_GIVEN INSTRUCTION 1:_
From the entries below, pull out every line that contains the word "background", treating uppercase and lowercase as different.

Expected Council Action
Somalia will be on Council members’ minds as the country approaches the 20 August deadline for the transition to permanent federal institutions. It is likely that the Council will request a briefing on the political situation in Somalia following the transition. A press statement is also possible.
The authorisation for the AU Mission in Somalia (AMISOM) expires on 31 October.
Key Recent Developments
Council members received a briefing in consultations on 24 July from the Special Representative of the Secretary-General Augustine Mahiga who addressed current political developments in Somalia. As part of the same consultations, the Somalia/Eritrea Sanctions Committee chair, Ambassador Hardeep Singh Puri (India) briefed Council members on the work of the Committee and presented two separate reports of the sanctions Monitoring Group (on Eritrea and on Somalia).
From 2 to 3 July, the International Contact Group (ICG) on Somalia met in Rome. In its communique, the ICG “reiterated its firm determination that the Transition ends on 20 August.” The ICG expressed concern over missed deadlines, but commended the advances made by AMISOM and others against the Islamist rebel group Al-Shabaab. The communique also noted that Mahiga and Hussein Arab Isse, Deputy Prime Minister and Minister of Defence of the Transitional Federal Government (TFG), had signed an action plan for halting recruitment and use of children by the armed forces.
In Mogadishu, the transitional process faced delays after the National Constituent Assembly (NCA) failed to convene on schedule. According to news reports, the 135 traditional leaders responsible for selecting the 825 members of the NCA had withheld their selections due to concerns over the draft constitution. On 18 July, the TFG announced that the leaders had agreed on changes to the constitution. On 23 July, the Foreign Affairs Council of the EU urged Somali leadership and other stakeholders to meet the 20 August deadline and demanded the immediate convening of the NCA. On 25 July, the NCA convened and began 9 days of discussions on the constitution. Ratification of the draft constitution is expected in early August.
At press time Council members were scheduled to hold an interactive dialogue with the Somali Foreign Minister Abdullahi Haji Hassan on 31 July, to be updated on political developments in Somalia.
Also on 25 July, the Council adopted resolution 2060, renewing the mandate of the Monitoring Group on Eritrea and Somalia for a period of 13 months and extending the humanitarian exemption to the sanctions regime for a period of 12 months. The resolution continued measures added to the Monitoring Group’s mandate by resolutions 2002 and 2023, as well as the charcoal ban contained in resolution 2036. Additionally, the resolution provided an exception to the arms embargo in Somalia for military equipment for the support of or use by the UN Political Office in Somalia (UNPOS), and to the arms embargo in Eritrea for non-lethal weapons or equipment intended for humanitarian or protective use, in both cases as approved in advance by the Sanctions Committee. The resolution also reiterated that the transition will not be extended beyond 20 August, and welcomed the recommendation of the Monitoring Group that a Joint Financial Management Board be established for Somalia.

_EXERCISE INPUT:_
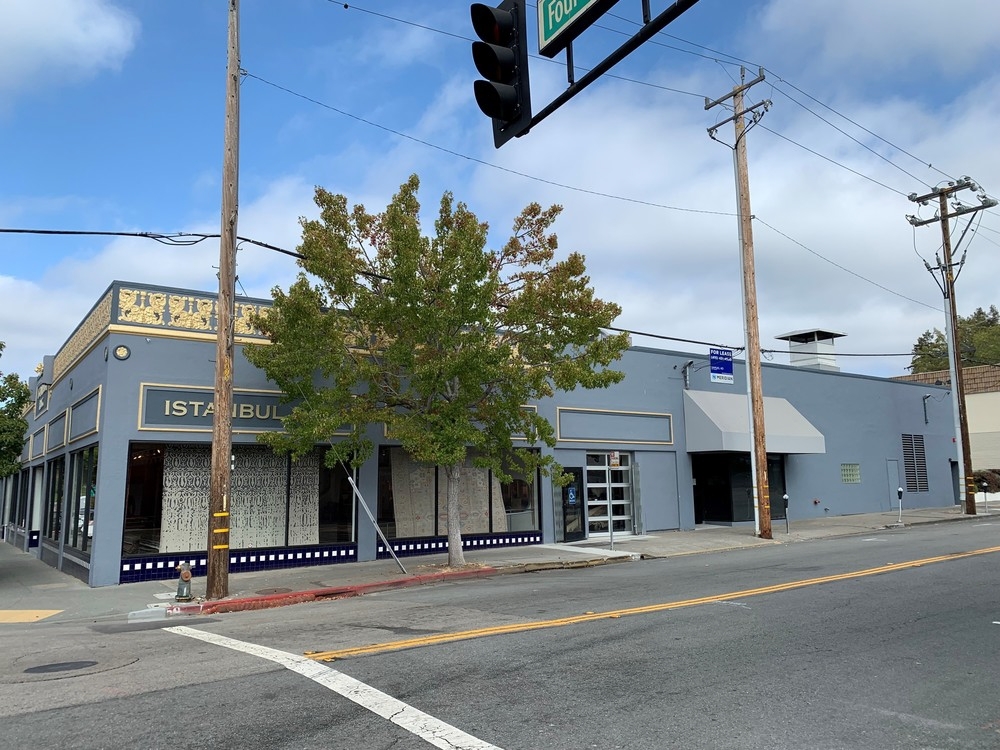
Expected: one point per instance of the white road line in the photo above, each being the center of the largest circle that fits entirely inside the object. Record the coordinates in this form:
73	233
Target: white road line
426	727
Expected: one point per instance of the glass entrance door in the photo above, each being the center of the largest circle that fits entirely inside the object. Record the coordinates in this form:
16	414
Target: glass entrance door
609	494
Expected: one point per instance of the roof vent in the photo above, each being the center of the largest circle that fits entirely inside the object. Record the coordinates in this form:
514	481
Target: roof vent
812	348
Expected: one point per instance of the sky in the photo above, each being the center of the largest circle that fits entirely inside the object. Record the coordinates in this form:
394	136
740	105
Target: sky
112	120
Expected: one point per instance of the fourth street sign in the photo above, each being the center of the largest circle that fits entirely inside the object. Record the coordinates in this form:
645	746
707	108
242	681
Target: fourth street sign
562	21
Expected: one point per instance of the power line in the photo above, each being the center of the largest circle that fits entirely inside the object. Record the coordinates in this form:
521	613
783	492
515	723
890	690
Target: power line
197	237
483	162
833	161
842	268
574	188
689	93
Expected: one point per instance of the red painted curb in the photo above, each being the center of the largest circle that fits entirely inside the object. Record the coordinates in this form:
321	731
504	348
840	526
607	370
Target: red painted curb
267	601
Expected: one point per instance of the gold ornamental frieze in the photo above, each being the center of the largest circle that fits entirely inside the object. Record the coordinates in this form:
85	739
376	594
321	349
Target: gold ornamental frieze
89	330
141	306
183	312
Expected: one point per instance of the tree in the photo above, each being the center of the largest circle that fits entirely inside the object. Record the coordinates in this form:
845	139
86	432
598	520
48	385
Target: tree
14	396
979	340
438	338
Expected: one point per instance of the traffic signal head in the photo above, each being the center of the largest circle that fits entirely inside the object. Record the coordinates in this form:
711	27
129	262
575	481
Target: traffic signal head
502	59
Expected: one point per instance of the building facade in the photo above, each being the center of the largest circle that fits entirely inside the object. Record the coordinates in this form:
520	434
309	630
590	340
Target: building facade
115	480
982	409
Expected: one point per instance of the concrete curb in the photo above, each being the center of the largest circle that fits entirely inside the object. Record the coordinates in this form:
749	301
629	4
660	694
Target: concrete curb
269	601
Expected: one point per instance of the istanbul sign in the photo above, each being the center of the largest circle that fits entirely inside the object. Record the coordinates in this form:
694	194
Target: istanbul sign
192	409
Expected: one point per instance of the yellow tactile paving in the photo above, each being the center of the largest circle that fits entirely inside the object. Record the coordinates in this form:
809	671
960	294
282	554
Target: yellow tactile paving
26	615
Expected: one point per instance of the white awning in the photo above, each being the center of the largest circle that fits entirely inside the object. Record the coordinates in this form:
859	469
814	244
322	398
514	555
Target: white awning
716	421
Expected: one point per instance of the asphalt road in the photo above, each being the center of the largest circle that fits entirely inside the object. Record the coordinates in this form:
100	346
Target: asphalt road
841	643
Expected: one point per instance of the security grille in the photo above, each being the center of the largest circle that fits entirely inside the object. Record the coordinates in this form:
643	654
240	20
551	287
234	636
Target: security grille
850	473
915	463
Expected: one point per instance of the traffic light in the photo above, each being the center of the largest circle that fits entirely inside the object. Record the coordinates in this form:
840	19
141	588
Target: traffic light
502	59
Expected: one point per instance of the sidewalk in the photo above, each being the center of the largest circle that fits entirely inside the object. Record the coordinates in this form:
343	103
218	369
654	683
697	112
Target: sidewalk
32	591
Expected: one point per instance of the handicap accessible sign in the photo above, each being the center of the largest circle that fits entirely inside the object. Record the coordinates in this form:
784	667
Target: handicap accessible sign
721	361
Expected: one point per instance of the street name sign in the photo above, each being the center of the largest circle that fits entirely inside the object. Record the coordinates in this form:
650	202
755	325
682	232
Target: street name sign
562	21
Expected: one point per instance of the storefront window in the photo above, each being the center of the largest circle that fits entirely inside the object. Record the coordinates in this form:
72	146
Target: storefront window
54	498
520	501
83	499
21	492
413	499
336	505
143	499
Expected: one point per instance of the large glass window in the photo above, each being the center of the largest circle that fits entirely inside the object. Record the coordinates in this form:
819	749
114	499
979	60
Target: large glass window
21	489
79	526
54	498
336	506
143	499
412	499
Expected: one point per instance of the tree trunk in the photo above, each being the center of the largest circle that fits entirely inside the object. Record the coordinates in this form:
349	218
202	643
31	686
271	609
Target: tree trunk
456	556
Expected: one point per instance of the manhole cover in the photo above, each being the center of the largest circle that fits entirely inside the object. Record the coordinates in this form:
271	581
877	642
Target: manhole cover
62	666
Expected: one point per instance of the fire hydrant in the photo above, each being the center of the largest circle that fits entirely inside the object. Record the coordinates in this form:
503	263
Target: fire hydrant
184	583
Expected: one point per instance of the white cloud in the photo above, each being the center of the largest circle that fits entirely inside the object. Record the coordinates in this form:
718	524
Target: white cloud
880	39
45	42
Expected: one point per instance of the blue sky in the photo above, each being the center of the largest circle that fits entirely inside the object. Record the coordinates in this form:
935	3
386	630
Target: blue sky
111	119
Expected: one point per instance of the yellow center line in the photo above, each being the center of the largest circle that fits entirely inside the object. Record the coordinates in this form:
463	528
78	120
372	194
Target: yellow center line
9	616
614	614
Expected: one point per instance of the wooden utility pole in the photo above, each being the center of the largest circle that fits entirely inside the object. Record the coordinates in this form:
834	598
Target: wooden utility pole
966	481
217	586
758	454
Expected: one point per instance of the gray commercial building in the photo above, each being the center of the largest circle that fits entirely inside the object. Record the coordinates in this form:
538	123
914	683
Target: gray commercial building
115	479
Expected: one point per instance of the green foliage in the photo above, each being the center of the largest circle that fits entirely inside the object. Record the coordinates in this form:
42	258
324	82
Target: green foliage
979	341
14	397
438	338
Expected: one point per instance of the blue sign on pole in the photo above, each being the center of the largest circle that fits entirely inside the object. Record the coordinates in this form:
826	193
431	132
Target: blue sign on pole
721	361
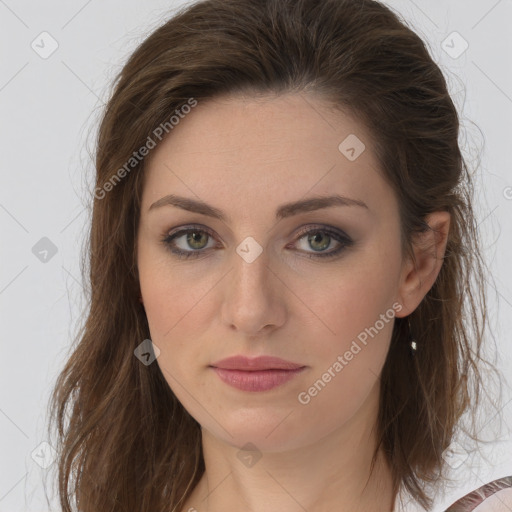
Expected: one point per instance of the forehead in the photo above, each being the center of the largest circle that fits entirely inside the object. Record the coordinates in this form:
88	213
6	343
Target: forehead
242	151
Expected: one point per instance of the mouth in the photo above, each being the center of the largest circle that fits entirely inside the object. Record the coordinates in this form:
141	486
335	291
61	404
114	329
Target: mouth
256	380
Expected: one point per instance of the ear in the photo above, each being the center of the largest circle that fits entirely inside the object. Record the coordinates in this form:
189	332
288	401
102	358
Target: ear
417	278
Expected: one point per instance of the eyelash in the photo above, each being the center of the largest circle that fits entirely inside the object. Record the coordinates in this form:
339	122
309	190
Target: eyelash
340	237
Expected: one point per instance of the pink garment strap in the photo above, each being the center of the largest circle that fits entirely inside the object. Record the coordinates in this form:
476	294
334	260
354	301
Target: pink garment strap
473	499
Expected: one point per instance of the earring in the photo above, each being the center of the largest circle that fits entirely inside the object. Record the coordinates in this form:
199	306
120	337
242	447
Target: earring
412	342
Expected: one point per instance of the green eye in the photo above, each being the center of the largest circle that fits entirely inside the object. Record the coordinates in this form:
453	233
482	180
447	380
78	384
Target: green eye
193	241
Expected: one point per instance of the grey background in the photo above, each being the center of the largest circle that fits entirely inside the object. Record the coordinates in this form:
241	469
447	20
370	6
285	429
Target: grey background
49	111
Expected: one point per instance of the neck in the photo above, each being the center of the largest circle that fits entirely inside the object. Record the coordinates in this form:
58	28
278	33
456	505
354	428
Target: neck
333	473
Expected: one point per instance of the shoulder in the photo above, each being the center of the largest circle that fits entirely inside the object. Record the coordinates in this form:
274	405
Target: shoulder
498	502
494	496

_GIVEN INSTRUCTION 2:_
Using the Somalia report, answer the following:
(a) On what date does the authorization for AMISOM expire?
(b) Who chairs the Somalia/Eritrea Sanctions Committee?
(c) On what date did the National Constituent Assembly convene?

_WRITTEN RESPONSE 1:_
Expected: one point per instance of the grey background in the photo above, each being the center of the largest circle that fits entirely inside the object. Record the coordinates in this form:
Target: grey background

_WRITTEN RESPONSE 2:_
(a) 31 October
(b) Ambassador Hardeep Singh Puri (India)
(c) 25 July